[Collected data]
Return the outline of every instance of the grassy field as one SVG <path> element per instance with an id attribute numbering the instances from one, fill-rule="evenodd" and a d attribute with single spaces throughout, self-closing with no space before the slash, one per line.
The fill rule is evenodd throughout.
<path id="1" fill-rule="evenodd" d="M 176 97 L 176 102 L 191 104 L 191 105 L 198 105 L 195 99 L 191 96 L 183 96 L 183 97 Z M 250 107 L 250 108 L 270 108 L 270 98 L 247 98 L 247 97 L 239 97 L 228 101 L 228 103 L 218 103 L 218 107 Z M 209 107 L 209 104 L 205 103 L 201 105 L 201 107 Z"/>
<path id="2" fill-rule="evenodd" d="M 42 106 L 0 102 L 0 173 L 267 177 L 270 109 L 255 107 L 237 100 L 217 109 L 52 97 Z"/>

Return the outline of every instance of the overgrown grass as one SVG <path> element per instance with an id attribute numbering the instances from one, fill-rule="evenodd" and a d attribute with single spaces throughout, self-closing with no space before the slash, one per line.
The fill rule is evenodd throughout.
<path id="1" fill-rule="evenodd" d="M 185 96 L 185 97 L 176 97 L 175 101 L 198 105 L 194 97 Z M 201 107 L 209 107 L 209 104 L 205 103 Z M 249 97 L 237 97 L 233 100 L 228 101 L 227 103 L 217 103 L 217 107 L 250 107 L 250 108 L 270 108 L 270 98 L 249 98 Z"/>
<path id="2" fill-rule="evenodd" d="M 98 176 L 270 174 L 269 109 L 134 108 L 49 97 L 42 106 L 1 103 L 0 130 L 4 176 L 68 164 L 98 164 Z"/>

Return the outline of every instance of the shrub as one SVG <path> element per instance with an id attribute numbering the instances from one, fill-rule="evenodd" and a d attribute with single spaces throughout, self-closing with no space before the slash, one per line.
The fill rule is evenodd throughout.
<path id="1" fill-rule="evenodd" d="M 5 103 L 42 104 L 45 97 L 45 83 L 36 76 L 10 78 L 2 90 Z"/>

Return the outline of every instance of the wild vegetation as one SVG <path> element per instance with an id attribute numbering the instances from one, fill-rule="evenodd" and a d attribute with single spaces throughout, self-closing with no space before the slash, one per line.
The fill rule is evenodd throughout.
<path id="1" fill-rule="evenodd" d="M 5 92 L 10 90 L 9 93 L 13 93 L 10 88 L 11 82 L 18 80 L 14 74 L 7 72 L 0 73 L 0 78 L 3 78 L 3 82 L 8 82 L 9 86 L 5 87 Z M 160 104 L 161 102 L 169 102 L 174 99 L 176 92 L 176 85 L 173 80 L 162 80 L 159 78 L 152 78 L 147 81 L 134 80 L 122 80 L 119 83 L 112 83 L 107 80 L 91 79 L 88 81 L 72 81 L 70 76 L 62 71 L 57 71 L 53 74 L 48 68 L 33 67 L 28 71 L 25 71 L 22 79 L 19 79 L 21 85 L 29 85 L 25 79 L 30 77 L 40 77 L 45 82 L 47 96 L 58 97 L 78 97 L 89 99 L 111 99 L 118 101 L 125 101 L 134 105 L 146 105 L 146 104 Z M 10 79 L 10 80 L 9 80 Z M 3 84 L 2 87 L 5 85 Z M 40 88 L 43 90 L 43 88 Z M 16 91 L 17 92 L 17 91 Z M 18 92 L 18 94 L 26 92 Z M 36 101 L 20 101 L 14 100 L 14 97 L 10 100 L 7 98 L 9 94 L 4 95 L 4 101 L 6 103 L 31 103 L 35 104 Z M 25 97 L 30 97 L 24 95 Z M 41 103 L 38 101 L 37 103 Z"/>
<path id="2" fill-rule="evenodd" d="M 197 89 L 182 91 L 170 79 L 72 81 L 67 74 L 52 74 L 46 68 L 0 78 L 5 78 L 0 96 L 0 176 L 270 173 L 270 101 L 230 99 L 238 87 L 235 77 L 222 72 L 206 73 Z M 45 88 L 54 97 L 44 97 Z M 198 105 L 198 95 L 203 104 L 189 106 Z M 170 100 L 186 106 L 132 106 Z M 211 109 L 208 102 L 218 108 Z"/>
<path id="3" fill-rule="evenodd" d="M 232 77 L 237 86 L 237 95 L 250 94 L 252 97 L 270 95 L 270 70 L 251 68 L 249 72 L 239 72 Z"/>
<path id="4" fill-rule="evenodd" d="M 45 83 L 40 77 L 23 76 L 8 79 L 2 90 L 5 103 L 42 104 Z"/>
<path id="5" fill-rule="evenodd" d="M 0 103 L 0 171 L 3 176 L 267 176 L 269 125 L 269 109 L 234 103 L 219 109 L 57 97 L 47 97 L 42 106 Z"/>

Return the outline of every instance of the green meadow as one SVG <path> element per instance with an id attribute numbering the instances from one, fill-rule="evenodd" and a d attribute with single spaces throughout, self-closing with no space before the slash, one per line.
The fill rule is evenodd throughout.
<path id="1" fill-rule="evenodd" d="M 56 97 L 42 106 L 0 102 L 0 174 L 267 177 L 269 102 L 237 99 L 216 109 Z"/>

> [Task directions] Every entry above must be returned word for word.

> [Final answer]
Return the outline of every instance of the grassy field as one SVG <path> element per instance with an id attribute numbering the instances from one, fill-rule="evenodd" and a d attribute with single spaces throughout, self-closing with no space before the slash, one per line.
The fill rule is evenodd throughout.
<path id="1" fill-rule="evenodd" d="M 176 97 L 176 102 L 191 104 L 191 105 L 198 105 L 195 99 L 191 96 L 183 96 L 183 97 Z M 250 107 L 250 108 L 270 108 L 270 98 L 247 98 L 247 97 L 239 97 L 228 101 L 228 103 L 218 103 L 218 107 Z M 209 107 L 209 104 L 205 103 L 201 105 L 201 107 Z"/>
<path id="2" fill-rule="evenodd" d="M 42 106 L 0 102 L 0 173 L 267 177 L 270 109 L 255 107 L 237 100 L 217 109 L 52 97 Z"/>

Return the outline of every instance of the overgrown grass as one SVG <path> element per instance with an id attribute numbering the instances from one, fill-rule="evenodd" and a d attribute with single spaces throughout, self-closing with no space before the slash, one per line.
The fill rule is evenodd throughout.
<path id="1" fill-rule="evenodd" d="M 185 96 L 185 97 L 176 97 L 175 101 L 198 105 L 194 97 Z M 201 107 L 209 107 L 209 104 L 205 103 Z M 249 97 L 237 97 L 233 100 L 228 101 L 227 103 L 217 103 L 217 107 L 250 107 L 250 108 L 270 108 L 270 98 L 249 98 Z"/>
<path id="2" fill-rule="evenodd" d="M 98 176 L 270 174 L 269 109 L 134 108 L 49 97 L 42 106 L 1 103 L 0 130 L 4 176 L 68 164 L 98 164 Z"/>

Return the outline of every instance of the shrub as one SVG <path> element per instance with an id attribute numbering the instances from one, fill-rule="evenodd" and a d attribute with single spaces throughout, self-closing with no space before the slash, one per line.
The fill rule is evenodd throughout.
<path id="1" fill-rule="evenodd" d="M 5 103 L 42 104 L 45 97 L 45 83 L 36 76 L 10 78 L 2 90 Z"/>

Return the outline of every instance of the wild vegetation as one SVG <path> element per instance with an id attribute numbering the instances from one, fill-rule="evenodd" and a d attribute with single spaces throughout, self-closing with no space before the slash, one per line.
The fill rule is evenodd throughout.
<path id="1" fill-rule="evenodd" d="M 5 92 L 10 90 L 9 93 L 13 93 L 10 88 L 11 82 L 18 80 L 14 74 L 7 72 L 0 73 L 0 78 L 3 78 L 3 82 L 8 82 L 9 86 L 5 87 Z M 160 104 L 161 102 L 169 102 L 174 99 L 176 92 L 176 85 L 173 80 L 162 80 L 159 78 L 152 78 L 147 81 L 134 80 L 122 80 L 119 83 L 112 83 L 107 80 L 91 79 L 88 81 L 72 81 L 70 76 L 62 71 L 57 71 L 53 74 L 48 68 L 33 67 L 28 71 L 25 71 L 22 79 L 19 79 L 21 85 L 29 85 L 25 79 L 30 77 L 40 77 L 45 82 L 47 96 L 58 97 L 78 97 L 89 99 L 111 99 L 118 101 L 125 101 L 134 105 L 146 105 L 146 104 Z M 10 79 L 10 80 L 9 80 Z M 3 84 L 2 87 L 5 85 Z M 40 88 L 43 90 L 43 88 Z M 16 91 L 17 92 L 17 91 Z M 18 92 L 18 94 L 26 92 Z M 36 101 L 20 101 L 14 100 L 14 97 L 10 100 L 7 98 L 9 94 L 4 95 L 4 101 L 6 103 L 31 103 L 35 104 Z M 25 97 L 30 97 L 24 95 Z M 41 103 L 38 101 L 37 103 Z"/>
<path id="2" fill-rule="evenodd" d="M 197 89 L 182 91 L 170 79 L 72 81 L 67 74 L 52 74 L 46 68 L 0 78 L 5 78 L 0 96 L 0 176 L 270 173 L 270 101 L 230 99 L 238 87 L 235 77 L 222 72 L 206 73 Z M 45 88 L 54 97 L 44 97 Z M 198 105 L 198 95 L 203 104 L 189 106 Z M 170 100 L 186 106 L 132 106 Z M 211 109 L 208 102 L 218 108 Z"/>
<path id="3" fill-rule="evenodd" d="M 232 77 L 237 86 L 237 95 L 250 94 L 252 97 L 270 95 L 270 70 L 251 68 L 249 72 L 239 72 Z"/>
<path id="4" fill-rule="evenodd" d="M 45 83 L 40 77 L 23 76 L 8 79 L 2 90 L 5 103 L 42 104 Z"/>
<path id="5" fill-rule="evenodd" d="M 0 103 L 0 171 L 3 176 L 267 176 L 269 125 L 269 109 L 234 103 L 219 109 L 57 97 L 47 97 L 42 106 Z"/>

Return the outline of every instance of the green meadow as one SVG <path> element per instance with an id attribute numbering the instances from one, fill-rule="evenodd" and a d attribute with single spaces throughout, self-closing with no space before the slash, one per line.
The fill rule is evenodd throughout.
<path id="1" fill-rule="evenodd" d="M 56 97 L 42 106 L 0 102 L 0 174 L 267 177 L 269 102 L 237 99 L 216 109 Z"/>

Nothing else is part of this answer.